INSTRUCTION.
Without skipping anything, write out each record below exactly.

RECORDS PROVIDED.

..............................

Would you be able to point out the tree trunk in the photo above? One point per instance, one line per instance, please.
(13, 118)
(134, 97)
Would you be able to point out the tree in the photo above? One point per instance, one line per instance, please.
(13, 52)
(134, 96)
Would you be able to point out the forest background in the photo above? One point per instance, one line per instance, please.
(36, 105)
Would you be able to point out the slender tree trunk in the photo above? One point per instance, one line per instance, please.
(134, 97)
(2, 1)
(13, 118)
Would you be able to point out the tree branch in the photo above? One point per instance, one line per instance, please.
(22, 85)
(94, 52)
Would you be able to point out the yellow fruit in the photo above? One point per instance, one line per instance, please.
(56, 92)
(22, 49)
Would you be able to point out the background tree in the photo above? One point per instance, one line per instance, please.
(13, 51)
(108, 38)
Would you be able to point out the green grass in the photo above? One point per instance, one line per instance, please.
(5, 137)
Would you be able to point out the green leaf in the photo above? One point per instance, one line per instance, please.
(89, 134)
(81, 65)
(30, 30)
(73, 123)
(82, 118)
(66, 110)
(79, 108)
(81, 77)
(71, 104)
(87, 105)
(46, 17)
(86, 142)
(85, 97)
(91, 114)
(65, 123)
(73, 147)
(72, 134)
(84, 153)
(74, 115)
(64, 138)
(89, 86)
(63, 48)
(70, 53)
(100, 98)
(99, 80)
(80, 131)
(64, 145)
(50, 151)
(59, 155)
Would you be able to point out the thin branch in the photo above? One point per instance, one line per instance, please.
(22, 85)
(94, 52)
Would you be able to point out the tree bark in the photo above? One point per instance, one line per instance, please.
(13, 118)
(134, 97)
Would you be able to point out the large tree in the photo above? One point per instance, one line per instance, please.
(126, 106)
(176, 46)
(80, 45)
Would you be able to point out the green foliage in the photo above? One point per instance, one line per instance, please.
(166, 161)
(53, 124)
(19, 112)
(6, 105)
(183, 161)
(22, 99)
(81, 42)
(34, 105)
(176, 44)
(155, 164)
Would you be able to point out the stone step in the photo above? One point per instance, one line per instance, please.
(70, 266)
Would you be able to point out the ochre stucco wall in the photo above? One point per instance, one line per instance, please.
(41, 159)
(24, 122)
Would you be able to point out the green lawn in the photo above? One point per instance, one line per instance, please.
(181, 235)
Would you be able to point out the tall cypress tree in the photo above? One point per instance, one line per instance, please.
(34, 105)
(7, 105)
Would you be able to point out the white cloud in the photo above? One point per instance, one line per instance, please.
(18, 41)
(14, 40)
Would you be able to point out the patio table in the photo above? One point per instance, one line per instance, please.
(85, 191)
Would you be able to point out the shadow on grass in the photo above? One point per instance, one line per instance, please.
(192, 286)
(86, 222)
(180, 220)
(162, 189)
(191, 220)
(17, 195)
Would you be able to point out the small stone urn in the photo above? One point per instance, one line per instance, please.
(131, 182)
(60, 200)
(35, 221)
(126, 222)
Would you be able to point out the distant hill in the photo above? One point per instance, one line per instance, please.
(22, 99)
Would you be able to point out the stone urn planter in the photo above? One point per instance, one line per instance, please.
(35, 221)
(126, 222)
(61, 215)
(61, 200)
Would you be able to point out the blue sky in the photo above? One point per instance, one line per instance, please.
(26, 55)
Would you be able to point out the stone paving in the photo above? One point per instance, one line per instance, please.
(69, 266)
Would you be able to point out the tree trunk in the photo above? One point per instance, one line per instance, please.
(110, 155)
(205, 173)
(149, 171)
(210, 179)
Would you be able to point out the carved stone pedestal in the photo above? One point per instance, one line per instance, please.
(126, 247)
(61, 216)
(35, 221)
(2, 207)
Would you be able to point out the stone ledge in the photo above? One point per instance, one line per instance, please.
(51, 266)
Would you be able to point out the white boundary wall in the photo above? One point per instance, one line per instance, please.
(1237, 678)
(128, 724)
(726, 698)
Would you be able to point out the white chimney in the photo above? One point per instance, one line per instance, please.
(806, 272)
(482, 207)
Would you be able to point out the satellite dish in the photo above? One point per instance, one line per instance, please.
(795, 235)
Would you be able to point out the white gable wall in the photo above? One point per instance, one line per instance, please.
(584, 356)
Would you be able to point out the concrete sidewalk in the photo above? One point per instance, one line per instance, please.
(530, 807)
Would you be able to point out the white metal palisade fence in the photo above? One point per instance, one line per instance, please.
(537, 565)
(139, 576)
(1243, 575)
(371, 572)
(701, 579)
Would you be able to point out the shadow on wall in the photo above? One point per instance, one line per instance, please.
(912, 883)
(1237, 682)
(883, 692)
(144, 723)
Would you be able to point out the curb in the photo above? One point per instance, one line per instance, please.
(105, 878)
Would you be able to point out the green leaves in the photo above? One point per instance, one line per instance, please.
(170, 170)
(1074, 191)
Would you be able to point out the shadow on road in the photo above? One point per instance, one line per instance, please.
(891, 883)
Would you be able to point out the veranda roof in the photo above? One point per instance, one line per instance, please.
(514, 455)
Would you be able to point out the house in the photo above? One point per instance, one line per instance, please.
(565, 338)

..............................

PROBLEM SOLUTION.
Would you be able to point out the tree trunk in the photo above? One point per instance, one line per instance, please.
(13, 118)
(134, 97)
Would you be able to point out the tree in the photo above? One point per instance, one line per instance, please.
(13, 52)
(134, 96)
Would you be able to point out the forest background in the photo above? One point per instance, one line per instance, please.
(36, 105)
Would you be able to point out the slender tree trunk in the photo above? One point per instance, one line per instance, please.
(134, 97)
(2, 1)
(13, 118)
Would you be able to point out the tree branch in the photo above? One point per instance, one line per instance, please.
(22, 85)
(94, 52)
Would you be able to point out the yellow fruit in the photo above? One point per instance, one line per instance, please.
(56, 92)
(22, 49)
Would you be able to point out the background tree in the photo above? One point per instance, one line per instance, please.
(13, 51)
(108, 38)
Would you be able to point out the green grass in the photo above? One point per instance, one line per instance, please.
(5, 137)
Would you be able to point out the green leaf in the photo above? One point per instance, one line per instance, please.
(89, 134)
(81, 65)
(30, 30)
(73, 123)
(82, 118)
(66, 110)
(79, 108)
(81, 77)
(71, 104)
(87, 105)
(46, 17)
(86, 142)
(85, 97)
(91, 114)
(65, 123)
(73, 147)
(72, 134)
(84, 153)
(74, 115)
(64, 138)
(89, 86)
(63, 48)
(70, 53)
(100, 98)
(99, 80)
(80, 131)
(64, 145)
(50, 151)
(59, 155)
Would you be able to point out the thin branch in the photo above? One point per instance, one line per instance, please.
(22, 85)
(94, 52)
Would you be able to point out the tree bark in the photo above? One point per instance, one line per instance, please.
(13, 118)
(134, 97)
Would you be able to point out the large tree in the photo above? One point per instance, one line per instance, please.
(126, 106)
(176, 46)
(80, 45)
Would you be able to point out the green foliage in the photo above? One point per instance, one line per instance, please.
(166, 161)
(53, 124)
(19, 112)
(6, 105)
(183, 161)
(22, 99)
(81, 42)
(34, 105)
(176, 44)
(155, 164)
Would you be able to point out the stone step in the photo above? One point per instance, one line per instance, please.
(70, 266)
Would you be able to point out the ochre stucco wall in the photo above? One point per instance, one line per instance, please.
(41, 159)
(24, 122)
Would you be able to point out the green lawn in the photo above? One point per instance, one line per instance, please.
(181, 235)
Would you be able to point out the tall cypress tree in the photo above? One point per instance, one line per instance, please.
(34, 105)
(7, 105)
Would you be able to point out the white cloud in the photo above? One point per instance, one line per instance, please.
(18, 41)
(14, 40)
Would you be able to point out the patio table in the photo above? One point per instance, one line per instance, please.
(85, 191)
Would you be able to point out the shadow on grass in the photo above? One point per instance, one line per instance, please.
(192, 286)
(86, 222)
(180, 220)
(162, 189)
(191, 220)
(17, 195)
Would you be able to point out the small stone urn in the photo above? One point per instance, one line per instance, please.
(131, 182)
(60, 200)
(35, 221)
(126, 222)
Would you be able to point out the distant hill in the photo above? One point per instance, one line per instance, please.
(22, 99)
Would you be able to point out the stone urn planter in the photo above? One point per instance, one line per instance, please.
(35, 221)
(126, 222)
(61, 215)
(61, 200)
Would you be able to point out the blue sky in the photo above? One point per instance, one line per instance, please.
(26, 55)
Would you be able to point out the stone paving in the photo above? One point per instance, one line per instance, please.
(69, 266)
Would you be able to point out the tree trunk in the photo above? One point per instance, one line per instance, please.
(110, 155)
(205, 173)
(149, 171)
(210, 179)
Would you be able to point out the carved stone pedestal in the photo above? One point per instance, one line per instance, please.
(126, 247)
(61, 216)
(35, 221)
(2, 207)
Would you be able to point out the stone ledge in the photo above? One point per instance, one line per instance, please.
(51, 266)
Would you be able to point out the white boundary wall in the photo above? One point per instance, one line per instance, please.
(1237, 678)
(128, 724)
(726, 698)
Would you be able to point out the white chimney in the photo above? One point per instance, one line per instance, please.
(806, 272)
(482, 207)
Would you be able to point out the satellite dish in the photo above? One point per instance, one line per instance, please.
(795, 235)
Would you be able to point out the white gable wall in the photo above? One point per instance, one line per instance, please.
(584, 356)
Would you be able to point out the concrete sidewalk in the photo above? One point per instance, one line per instance, please.
(530, 807)
Would you be able to point out the white metal palisade fence in the photo above? One point per instance, one line per instance, please.
(537, 565)
(139, 576)
(1243, 575)
(371, 572)
(701, 579)
Would you be able to point out the shadow on wall in the photo above? One point per instance, one line per instance, please.
(912, 883)
(1237, 682)
(883, 692)
(144, 723)
Would you be able to point out the curb in the photo above? One point per instance, one line per instance, please.
(105, 878)
Would you be able to point out the green leaves in the photo above? One point per instance, one line per instance, please.
(170, 170)
(1074, 191)
Would you be able to point out the shadow on road in the photo above? One point per instance, one line per instance, please.
(891, 883)
Would you be able to point out the veranda roof in the photo above? One point per instance, one line per instance, please.
(514, 455)
Would you be able to point out the house in the photo above? One point per instance, one line per instance, please.
(565, 338)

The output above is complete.